_Page text_.
Absolute Value - One Solution

[EricUva]

Can you please elaborate on the rules for testing multiple solutions on absolute value equations? Why does this question only have one solution? (This is a MGMAT problem)

Question:

What is x?

(1) |x| < 2

(2) |x| = 3x - 2

Specifically, why does statement 2 ONLY equal 1 (and not 1/2).



Thanks Again,

Eric

[Jeff]

Eric -

For the equation 3x-2=|x| , 1/2 doesn't satisfy the equation. Plug it in:

3*(1/2)-2=|1/2|

-1/2= 1/2 > Nope, doesn't work.

Here is how to methodically find the roots when dealing with an absolute value equation. You need to consider what happens when the value in the absolute value bars is both positive and negative.

First case: Value in absolute value bar is positive or zero

This means means that X>=0 so:

3x-2=x
x=1

To be a valid solution to the absolute value equation, the root must both satisfy the modified equation (3x-2=x) and be in the region of interest (X>=0). Since x=1 satisfies both requirements, it is a valid solution.

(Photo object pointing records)
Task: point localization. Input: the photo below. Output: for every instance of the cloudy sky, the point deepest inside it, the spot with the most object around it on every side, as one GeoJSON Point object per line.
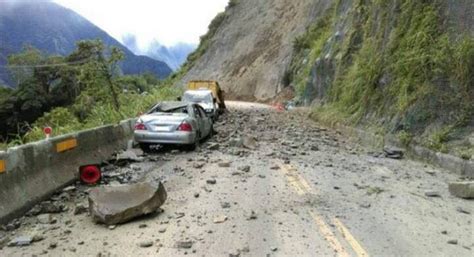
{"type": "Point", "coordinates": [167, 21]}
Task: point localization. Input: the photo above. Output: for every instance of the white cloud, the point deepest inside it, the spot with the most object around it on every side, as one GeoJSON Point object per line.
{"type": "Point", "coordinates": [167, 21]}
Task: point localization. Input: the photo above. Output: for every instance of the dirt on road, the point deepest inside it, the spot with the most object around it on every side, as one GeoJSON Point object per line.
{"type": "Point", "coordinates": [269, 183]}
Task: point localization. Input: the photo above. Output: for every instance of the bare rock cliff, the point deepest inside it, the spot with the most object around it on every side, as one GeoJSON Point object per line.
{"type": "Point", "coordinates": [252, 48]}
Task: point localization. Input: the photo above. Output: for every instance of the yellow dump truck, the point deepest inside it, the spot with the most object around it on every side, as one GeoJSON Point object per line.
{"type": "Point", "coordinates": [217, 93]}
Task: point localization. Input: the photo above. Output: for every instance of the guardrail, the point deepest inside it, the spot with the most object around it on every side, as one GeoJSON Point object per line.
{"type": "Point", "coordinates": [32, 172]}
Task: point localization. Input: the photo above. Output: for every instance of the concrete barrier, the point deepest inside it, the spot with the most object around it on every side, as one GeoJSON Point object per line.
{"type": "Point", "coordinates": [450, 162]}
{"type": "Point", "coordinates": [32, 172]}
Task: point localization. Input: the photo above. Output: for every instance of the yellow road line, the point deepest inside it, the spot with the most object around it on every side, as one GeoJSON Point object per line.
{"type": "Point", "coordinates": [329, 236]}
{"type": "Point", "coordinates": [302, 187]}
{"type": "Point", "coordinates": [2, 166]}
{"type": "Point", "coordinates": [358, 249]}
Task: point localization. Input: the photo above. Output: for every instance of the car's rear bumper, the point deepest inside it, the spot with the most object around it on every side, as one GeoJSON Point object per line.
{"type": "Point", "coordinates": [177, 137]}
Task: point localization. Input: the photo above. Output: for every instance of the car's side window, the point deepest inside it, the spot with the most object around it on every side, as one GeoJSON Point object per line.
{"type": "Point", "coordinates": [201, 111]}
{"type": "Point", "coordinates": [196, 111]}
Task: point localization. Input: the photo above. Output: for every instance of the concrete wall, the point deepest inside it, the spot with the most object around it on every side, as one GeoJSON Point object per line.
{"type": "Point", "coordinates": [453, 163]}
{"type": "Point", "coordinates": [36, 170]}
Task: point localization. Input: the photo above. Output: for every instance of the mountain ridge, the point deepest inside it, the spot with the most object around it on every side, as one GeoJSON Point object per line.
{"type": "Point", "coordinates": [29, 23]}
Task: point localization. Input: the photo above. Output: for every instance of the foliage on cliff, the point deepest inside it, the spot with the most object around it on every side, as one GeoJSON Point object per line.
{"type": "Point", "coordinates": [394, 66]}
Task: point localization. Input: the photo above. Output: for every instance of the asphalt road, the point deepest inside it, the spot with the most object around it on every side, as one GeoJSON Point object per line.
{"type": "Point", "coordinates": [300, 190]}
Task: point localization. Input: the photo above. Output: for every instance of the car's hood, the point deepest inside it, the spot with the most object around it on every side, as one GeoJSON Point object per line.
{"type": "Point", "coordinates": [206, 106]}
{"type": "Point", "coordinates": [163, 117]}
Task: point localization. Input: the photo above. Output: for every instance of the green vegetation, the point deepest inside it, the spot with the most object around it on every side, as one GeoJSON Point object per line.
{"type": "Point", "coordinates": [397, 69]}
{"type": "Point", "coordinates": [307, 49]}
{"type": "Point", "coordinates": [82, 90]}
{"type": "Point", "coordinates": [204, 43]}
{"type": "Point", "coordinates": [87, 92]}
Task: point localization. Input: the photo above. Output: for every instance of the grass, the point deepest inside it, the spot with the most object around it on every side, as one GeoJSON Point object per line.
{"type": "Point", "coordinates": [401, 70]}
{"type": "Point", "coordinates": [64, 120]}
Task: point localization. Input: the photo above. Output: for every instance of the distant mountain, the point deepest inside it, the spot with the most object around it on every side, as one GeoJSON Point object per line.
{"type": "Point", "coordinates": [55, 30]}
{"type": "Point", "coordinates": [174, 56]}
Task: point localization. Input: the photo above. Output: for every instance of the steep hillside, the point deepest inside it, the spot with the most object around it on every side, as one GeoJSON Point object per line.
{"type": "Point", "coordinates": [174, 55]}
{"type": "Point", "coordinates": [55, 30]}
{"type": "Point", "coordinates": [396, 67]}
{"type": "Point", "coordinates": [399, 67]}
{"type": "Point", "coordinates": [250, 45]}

_Brief A_.
In the absolute value thread, what two requirements must a root meet to be a valid solution to the absolute value equation?
_Brief B_.
Please count the lines of the records that contain the string "road" and give only that number.

_Response A_.
The root must satisfy the modified equation (3x-2=x) and be in the region of interest (X>=0).

_Response B_.
3